**PROBLEM REQUIREMENTS**: Pull out every line of the material below that contains the word "white", and copy each one unchanged.

[Excerpts of bounding box data]
╔══
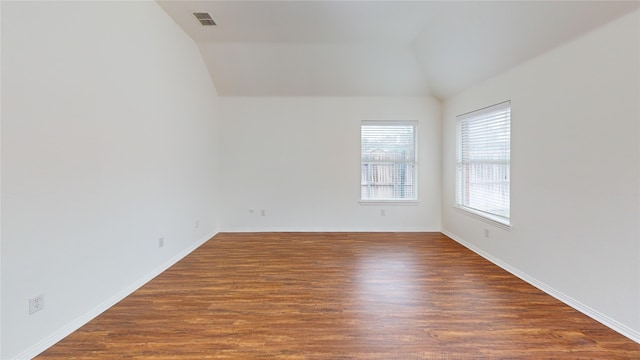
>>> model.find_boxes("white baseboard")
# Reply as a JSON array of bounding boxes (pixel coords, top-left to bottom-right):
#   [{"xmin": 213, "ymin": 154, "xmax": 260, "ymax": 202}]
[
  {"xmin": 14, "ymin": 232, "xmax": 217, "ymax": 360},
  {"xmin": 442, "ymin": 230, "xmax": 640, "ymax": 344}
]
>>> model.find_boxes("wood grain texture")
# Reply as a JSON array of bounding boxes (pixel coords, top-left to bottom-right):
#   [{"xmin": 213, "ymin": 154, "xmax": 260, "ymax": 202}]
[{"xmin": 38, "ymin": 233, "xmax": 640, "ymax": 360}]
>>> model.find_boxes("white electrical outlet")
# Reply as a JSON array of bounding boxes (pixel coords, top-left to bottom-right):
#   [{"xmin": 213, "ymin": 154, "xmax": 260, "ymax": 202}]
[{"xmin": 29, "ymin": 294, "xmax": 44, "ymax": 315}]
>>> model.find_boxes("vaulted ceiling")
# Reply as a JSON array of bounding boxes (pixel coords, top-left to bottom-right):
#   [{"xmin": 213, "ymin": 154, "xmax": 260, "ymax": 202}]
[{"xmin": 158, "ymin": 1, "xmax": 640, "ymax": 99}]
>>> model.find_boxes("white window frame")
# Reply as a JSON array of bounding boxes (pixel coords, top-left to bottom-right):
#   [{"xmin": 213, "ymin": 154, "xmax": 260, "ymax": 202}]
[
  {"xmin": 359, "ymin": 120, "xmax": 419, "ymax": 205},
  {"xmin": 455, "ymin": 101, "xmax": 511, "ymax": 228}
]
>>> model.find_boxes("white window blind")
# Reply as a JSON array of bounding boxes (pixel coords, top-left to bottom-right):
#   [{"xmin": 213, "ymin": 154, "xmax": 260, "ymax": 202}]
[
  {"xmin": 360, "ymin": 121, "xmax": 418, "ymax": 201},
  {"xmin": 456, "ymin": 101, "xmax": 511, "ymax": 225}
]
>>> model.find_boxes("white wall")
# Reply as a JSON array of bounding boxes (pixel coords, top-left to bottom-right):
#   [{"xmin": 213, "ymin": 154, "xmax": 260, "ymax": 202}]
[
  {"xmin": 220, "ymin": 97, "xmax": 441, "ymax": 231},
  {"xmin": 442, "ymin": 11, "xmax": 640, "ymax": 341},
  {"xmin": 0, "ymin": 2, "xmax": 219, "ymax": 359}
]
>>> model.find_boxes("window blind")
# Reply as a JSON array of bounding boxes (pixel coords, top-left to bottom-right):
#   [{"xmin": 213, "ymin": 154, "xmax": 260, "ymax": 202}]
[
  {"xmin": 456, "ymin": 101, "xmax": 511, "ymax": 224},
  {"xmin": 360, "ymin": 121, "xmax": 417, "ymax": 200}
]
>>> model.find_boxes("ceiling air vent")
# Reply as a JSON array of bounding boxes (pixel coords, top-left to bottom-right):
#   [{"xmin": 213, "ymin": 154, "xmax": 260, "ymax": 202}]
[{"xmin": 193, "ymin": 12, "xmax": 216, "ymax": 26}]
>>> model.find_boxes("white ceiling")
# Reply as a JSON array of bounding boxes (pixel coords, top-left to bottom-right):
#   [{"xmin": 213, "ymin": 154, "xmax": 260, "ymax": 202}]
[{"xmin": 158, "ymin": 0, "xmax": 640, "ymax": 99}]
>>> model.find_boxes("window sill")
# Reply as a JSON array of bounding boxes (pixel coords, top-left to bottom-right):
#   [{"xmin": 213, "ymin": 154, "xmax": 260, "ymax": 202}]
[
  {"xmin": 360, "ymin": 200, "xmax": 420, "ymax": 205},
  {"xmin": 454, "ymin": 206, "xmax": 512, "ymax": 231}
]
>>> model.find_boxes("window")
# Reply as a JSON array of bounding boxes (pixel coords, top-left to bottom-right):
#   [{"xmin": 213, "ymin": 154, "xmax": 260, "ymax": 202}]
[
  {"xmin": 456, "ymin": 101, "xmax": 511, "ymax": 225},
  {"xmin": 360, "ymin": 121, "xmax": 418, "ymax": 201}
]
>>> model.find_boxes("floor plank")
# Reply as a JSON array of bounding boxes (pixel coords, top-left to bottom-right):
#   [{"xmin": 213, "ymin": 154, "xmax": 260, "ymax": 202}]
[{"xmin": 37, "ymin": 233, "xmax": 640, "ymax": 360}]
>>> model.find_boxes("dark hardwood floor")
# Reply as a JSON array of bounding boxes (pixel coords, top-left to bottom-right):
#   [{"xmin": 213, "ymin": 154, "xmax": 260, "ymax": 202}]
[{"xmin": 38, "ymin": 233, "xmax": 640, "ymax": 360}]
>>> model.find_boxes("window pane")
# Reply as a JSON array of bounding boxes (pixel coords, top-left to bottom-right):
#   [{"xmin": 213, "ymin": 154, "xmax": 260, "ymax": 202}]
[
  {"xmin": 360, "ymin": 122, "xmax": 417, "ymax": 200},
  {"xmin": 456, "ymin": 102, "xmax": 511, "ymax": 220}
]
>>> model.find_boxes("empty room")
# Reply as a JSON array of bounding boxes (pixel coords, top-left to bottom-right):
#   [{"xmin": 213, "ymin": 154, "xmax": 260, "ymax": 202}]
╚══
**EXERCISE ANSWER**:
>>> model.find_boxes("white baseboard")
>>> model.find_boxes("white electrical outlet")
>>> model.find_boxes("white window frame")
>>> model.find_boxes("white window blind")
>>> model.find_boxes("white wall")
>>> model.find_boxes("white ceiling")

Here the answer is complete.